### Page text

------------------------------------------------

Sunday, November 18, 2018

Mini Reviews for November 12-18, 2018

I guess it's awards season now? It doesn't feel like it. Anywhere, here are reviews.

Movies


Ant-Man and the Wasp (2018)
It's, like, fine. I kind of dig that it treats "quantum" with the same sort of hand-wavy magical gobbledygook that sci-fi treated "radioactive" in the '50s and '60s. "Quick, we need some sort of vaguely sciencey rationale for telepathy! Uh... what about quantum entanglement?" It's fun in a very classically B-movie way. The rest is very much the kind of movie you got from the original Ant-Man, with maybe just a tad fewer inspired moments à la the cut from gigantic Thomas the Tank Engine to toy-sized Thomas the Tank Engine. A lot of the humor of the film feels a little too schematic, which was also true of the first one, and the mommy-daughter dynamics don't scan quite as well as the daddy-daughter emotional core of the first. But, like I said, it's fine. Nothing great; certainly nothing to justify why Marvel, after two movies, hasn't just jettisoned all this "ant-man" stuff and given the reigns entirely to Michael Peña's character, who remains the best thing about either of the films. But fine. Grade: B-


The Guilty (Den skyldige) (2018)

------------------------------------------------

### Problem set
1: Copy the review post word for word, from start to finish.
2: Write out the records again, starting at the first line and going on through the line with "[462,367,575,484]", keeping every request line as it is. Multiply each bounding box coordinate in the results by 0.2 and round to whole numbers, rounding halves up.
The review post and the records have no connection to each other.

### Detection annotation records
------------------------------------------------

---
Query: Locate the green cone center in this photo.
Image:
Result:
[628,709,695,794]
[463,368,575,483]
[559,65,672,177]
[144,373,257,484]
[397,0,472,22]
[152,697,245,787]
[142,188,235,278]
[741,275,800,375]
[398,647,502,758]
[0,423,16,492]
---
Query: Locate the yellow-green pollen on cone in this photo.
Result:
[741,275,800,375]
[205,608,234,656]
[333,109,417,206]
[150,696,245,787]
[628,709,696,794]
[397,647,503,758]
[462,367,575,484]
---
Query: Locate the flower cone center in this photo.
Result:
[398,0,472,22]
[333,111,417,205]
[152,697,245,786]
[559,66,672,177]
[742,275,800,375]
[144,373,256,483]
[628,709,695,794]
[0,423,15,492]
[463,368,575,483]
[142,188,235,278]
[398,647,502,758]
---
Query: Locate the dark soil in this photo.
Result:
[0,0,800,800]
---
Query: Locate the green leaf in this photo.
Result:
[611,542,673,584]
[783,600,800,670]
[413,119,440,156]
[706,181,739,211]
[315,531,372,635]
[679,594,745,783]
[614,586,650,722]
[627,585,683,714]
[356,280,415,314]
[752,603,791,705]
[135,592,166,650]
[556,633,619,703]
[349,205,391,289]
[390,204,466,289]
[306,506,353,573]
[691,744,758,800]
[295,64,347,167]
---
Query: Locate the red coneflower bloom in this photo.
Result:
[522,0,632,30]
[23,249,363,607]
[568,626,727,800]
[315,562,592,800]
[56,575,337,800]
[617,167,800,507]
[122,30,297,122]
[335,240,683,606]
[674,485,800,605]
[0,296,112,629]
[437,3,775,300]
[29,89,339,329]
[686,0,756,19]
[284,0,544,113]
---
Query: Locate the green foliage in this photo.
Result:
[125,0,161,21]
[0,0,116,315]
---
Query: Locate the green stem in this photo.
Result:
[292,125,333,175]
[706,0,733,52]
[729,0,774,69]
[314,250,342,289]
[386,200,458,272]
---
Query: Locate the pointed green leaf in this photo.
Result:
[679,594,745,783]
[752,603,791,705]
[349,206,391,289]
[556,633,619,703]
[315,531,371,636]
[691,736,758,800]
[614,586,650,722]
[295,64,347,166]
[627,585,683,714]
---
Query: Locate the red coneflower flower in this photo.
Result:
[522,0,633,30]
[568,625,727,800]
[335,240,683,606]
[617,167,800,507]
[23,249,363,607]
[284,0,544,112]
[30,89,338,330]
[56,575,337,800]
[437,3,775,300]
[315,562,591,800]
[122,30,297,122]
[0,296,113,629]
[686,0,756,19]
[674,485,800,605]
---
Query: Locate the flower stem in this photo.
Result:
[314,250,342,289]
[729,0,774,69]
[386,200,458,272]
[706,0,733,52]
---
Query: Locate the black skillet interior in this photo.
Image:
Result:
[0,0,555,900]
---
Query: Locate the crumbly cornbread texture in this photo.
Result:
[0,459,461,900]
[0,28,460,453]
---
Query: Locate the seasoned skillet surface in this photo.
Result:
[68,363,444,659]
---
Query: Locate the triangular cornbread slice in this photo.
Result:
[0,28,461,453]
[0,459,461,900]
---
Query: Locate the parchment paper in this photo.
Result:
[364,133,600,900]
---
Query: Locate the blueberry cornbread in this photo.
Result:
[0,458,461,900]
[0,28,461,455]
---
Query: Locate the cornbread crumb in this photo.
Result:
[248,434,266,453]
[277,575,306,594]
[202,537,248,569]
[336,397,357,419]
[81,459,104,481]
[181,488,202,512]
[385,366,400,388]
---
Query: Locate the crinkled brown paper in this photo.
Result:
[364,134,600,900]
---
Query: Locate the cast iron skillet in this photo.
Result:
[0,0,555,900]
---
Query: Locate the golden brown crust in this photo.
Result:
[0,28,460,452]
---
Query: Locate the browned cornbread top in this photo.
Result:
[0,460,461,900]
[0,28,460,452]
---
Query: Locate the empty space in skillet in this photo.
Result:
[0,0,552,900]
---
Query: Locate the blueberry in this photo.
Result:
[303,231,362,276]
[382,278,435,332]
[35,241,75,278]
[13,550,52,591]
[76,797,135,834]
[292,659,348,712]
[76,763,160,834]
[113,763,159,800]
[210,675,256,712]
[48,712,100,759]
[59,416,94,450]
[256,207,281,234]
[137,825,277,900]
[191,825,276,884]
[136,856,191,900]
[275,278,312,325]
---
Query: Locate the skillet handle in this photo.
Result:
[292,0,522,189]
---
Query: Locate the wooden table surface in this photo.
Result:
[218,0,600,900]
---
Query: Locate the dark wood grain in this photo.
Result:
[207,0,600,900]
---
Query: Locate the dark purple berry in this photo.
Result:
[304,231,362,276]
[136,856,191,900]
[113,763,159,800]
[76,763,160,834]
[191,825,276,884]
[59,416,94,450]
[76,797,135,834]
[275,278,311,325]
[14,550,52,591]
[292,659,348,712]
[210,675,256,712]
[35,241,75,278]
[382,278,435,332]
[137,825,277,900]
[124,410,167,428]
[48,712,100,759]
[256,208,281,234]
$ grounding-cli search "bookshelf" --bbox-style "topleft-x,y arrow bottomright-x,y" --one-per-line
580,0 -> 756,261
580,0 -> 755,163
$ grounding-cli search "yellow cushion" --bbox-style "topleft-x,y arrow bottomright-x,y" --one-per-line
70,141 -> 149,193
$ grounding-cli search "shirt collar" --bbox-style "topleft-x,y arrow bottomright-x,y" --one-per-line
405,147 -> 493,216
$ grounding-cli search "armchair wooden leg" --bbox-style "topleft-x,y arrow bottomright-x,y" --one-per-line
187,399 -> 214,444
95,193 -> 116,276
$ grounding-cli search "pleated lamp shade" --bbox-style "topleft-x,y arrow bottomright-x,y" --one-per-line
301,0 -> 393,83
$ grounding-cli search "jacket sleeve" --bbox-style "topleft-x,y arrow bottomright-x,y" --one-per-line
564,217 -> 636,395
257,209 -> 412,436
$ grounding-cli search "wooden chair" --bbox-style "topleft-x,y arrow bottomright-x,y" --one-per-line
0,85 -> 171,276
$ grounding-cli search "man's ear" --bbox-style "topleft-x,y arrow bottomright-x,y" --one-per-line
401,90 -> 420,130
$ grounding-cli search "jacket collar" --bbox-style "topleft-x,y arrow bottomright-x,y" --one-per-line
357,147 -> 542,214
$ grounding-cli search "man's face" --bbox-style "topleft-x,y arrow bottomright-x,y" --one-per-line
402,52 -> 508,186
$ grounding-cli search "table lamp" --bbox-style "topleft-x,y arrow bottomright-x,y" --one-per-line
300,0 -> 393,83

------------------------------------------------

### Per-task answers
1:
Sunday, November 18, 2018

Mini Reviews for November 12-18, 2018

I guess it's awards season now? It doesn't feel like it. Anywhere, here are reviews.

Movies


Ant-Man and the Wasp (2018)
It's, like, fine. I kind of dig that it treats "quantum" with the same sort of hand-wavy magical gobbledygook that sci-fi treated "radioactive" in the '50s and '60s. "Quick, we need some sort of vaguely sciencey rationale for telepathy! Uh... what about quantum entanglement?" It's fun in a very classically B-movie way. The rest is very much the kind of movie you got from the original Ant-Man, with maybe just a tad fewer inspired moments à la the cut from gigantic Thomas the Tank Engine to toy-sized Thomas the Tank Engine. A lot of the humor of the film feels a little too schematic, which was also true of the first one, and the mommy-daughter dynamics don't scan quite as well as the daddy-daughter emotional core of the first. But, like I said, it's fine. Nothing great; certainly nothing to justify why Marvel, after two movies, hasn't just jettisoned all this "ant-man" stuff and given the reigns entirely to Michael Peña's character, who remains the best thing about either of the films. But fine. Grade: B-


The Guilty (Den skyldige) (2018)

2:
---
Query: Locate the green cone center in this photo.
Image:
Result:
[126,142,139,159]
[93,74,115,97]
[112,13,134,35]
[29,75,51,97]
[79,0,94,4]
[30,139,49,157]
[28,38,47,56]
[148,55,160,75]
[80,129,100,152]
[0,85,3,98]
---
Query: Locate the yellow-green pollen on cone in this photo.
Result:
[148,55,160,75]
[41,122,47,131]
[67,22,83,41]
[30,139,49,157]
[126,142,139,159]
[79,129,101,152]
[92,73,115,97]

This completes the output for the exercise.